Job => Present every line of the material below as a Markdown table with two columns, "No." for the row number and "Text" for the line, leaving out blank lines and pictures.

Outline items for labeled areas
____________
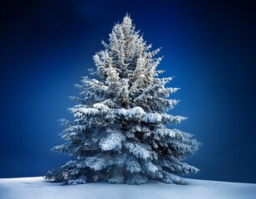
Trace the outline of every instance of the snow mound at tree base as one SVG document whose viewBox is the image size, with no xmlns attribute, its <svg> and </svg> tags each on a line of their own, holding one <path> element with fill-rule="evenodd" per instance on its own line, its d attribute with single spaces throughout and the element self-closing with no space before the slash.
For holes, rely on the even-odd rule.
<svg viewBox="0 0 256 199">
<path fill-rule="evenodd" d="M 2 199 L 254 199 L 256 184 L 186 179 L 188 185 L 126 185 L 95 182 L 62 186 L 42 177 L 0 178 Z"/>
</svg>

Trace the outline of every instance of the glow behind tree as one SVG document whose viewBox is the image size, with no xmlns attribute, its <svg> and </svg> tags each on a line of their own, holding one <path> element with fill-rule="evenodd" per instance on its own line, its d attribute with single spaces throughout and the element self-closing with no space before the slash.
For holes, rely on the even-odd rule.
<svg viewBox="0 0 256 199">
<path fill-rule="evenodd" d="M 83 77 L 81 97 L 69 109 L 75 119 L 62 119 L 62 138 L 54 147 L 72 159 L 48 171 L 46 177 L 67 184 L 107 181 L 142 184 L 147 179 L 184 183 L 177 174 L 199 172 L 182 160 L 192 155 L 199 143 L 192 135 L 167 124 L 185 117 L 168 111 L 178 104 L 170 95 L 178 88 L 166 87 L 172 78 L 160 78 L 160 49 L 150 51 L 126 15 L 114 26 L 104 51 L 93 56 L 94 78 Z"/>
</svg>

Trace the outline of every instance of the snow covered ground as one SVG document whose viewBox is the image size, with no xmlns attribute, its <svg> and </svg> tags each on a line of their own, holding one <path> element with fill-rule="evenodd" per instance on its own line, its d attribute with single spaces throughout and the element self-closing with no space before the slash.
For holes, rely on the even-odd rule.
<svg viewBox="0 0 256 199">
<path fill-rule="evenodd" d="M 256 184 L 187 179 L 188 185 L 155 181 L 140 186 L 95 182 L 62 186 L 42 177 L 0 178 L 0 199 L 255 199 Z"/>
</svg>

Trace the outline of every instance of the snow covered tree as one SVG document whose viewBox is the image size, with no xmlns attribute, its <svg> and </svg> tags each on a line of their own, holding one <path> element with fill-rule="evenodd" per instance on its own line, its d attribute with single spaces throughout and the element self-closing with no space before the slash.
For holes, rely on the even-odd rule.
<svg viewBox="0 0 256 199">
<path fill-rule="evenodd" d="M 46 178 L 67 184 L 107 181 L 142 184 L 147 179 L 184 183 L 177 174 L 199 169 L 183 163 L 199 143 L 190 133 L 167 124 L 180 124 L 182 116 L 168 114 L 178 104 L 167 87 L 172 78 L 160 78 L 156 67 L 160 49 L 150 51 L 129 15 L 114 26 L 104 51 L 93 56 L 93 78 L 83 77 L 81 97 L 69 110 L 75 119 L 62 119 L 65 143 L 54 147 L 72 159 L 48 171 Z"/>
</svg>

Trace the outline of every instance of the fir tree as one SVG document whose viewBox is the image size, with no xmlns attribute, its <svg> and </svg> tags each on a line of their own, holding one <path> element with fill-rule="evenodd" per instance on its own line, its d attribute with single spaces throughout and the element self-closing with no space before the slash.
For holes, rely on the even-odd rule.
____________
Solved exercise =>
| No. | Text |
|---|---|
| 1 | Trace the outline of every instance of the snow mound at tree base as one SVG document whose viewBox is the image size, with no xmlns attribute, its <svg> and </svg> tags each on a line of their own, holding one <path> element with fill-rule="evenodd" per instance on its own line, its d attribute with single spaces throughout and the element self-closing with no space before the slash. |
| 2 | For holes, rely on the even-odd rule. |
| 3 | <svg viewBox="0 0 256 199"> |
| 4 | <path fill-rule="evenodd" d="M 2 199 L 254 199 L 256 184 L 186 179 L 188 185 L 126 185 L 95 182 L 62 186 L 42 177 L 0 178 Z"/> |
| 5 | </svg> |
| 6 | Trace the outline of every instance of the glow behind tree as one SVG document whose viewBox is the image size, with no xmlns attribute, its <svg> and </svg> tags each on a line of their own, holding one <path> element with fill-rule="evenodd" per instance on its own line, its d attribute with single spaces throughout and the element self-closing with no space before the slash. |
| 7 | For holes, rely on the even-odd rule. |
| 8 | <svg viewBox="0 0 256 199"> |
| 9 | <path fill-rule="evenodd" d="M 83 77 L 81 97 L 69 109 L 75 119 L 62 119 L 62 138 L 54 147 L 72 159 L 48 171 L 46 177 L 67 184 L 107 181 L 142 184 L 147 179 L 184 183 L 177 174 L 199 172 L 182 160 L 192 155 L 199 143 L 192 135 L 167 124 L 185 117 L 168 111 L 178 104 L 170 95 L 178 88 L 166 87 L 172 78 L 160 78 L 160 49 L 150 51 L 126 15 L 114 26 L 104 51 L 93 56 L 94 78 Z"/> |
| 10 | </svg> |
| 11 | Trace the outline of every instance of the snow covered ground as one SVG document whose viewBox is the image size, with no xmlns attribute, its <svg> and </svg> tags each on a line of their own, holding one <path> element with fill-rule="evenodd" per instance on its own line, its d attribute with single spaces throughout and the element self-closing with no space before the slash. |
| 12 | For holes, rely on the even-odd rule. |
| 13 | <svg viewBox="0 0 256 199"> |
| 14 | <path fill-rule="evenodd" d="M 256 184 L 187 179 L 188 185 L 155 181 L 140 186 L 95 182 L 62 186 L 42 177 L 0 178 L 0 199 L 255 199 Z"/> |
| 15 | </svg> |
| 16 | Trace the outline of every instance of the snow covered tree as one SVG document whose viewBox is the image size, with no xmlns attribute, its <svg> and </svg> tags each on a line of their own, holding one <path> element with fill-rule="evenodd" per instance on its own line, its d attribute with single spaces throughout and the element self-closing with no space before the slash. |
| 17 | For holes, rely on the even-odd rule. |
| 18 | <svg viewBox="0 0 256 199"> |
| 19 | <path fill-rule="evenodd" d="M 46 178 L 67 184 L 107 181 L 142 184 L 147 179 L 184 183 L 177 174 L 199 169 L 183 163 L 199 143 L 190 133 L 167 124 L 180 124 L 182 116 L 168 114 L 178 104 L 167 87 L 172 78 L 160 78 L 156 67 L 160 49 L 150 51 L 129 15 L 114 26 L 104 51 L 93 56 L 93 78 L 83 77 L 81 97 L 69 110 L 75 119 L 62 119 L 65 143 L 54 147 L 72 159 L 48 171 Z"/> |
| 20 | </svg> |
| 21 | Trace the outline of every instance of the fir tree as one SVG document whose viewBox is the image size, with no xmlns attribute, its <svg> and </svg> tags each on a line of their own, holding one <path> element with fill-rule="evenodd" per instance on its own line, its d attribute with single spaces throughout and the element self-closing with no space before the slash. |
| 22 | For holes, rely on the even-odd rule. |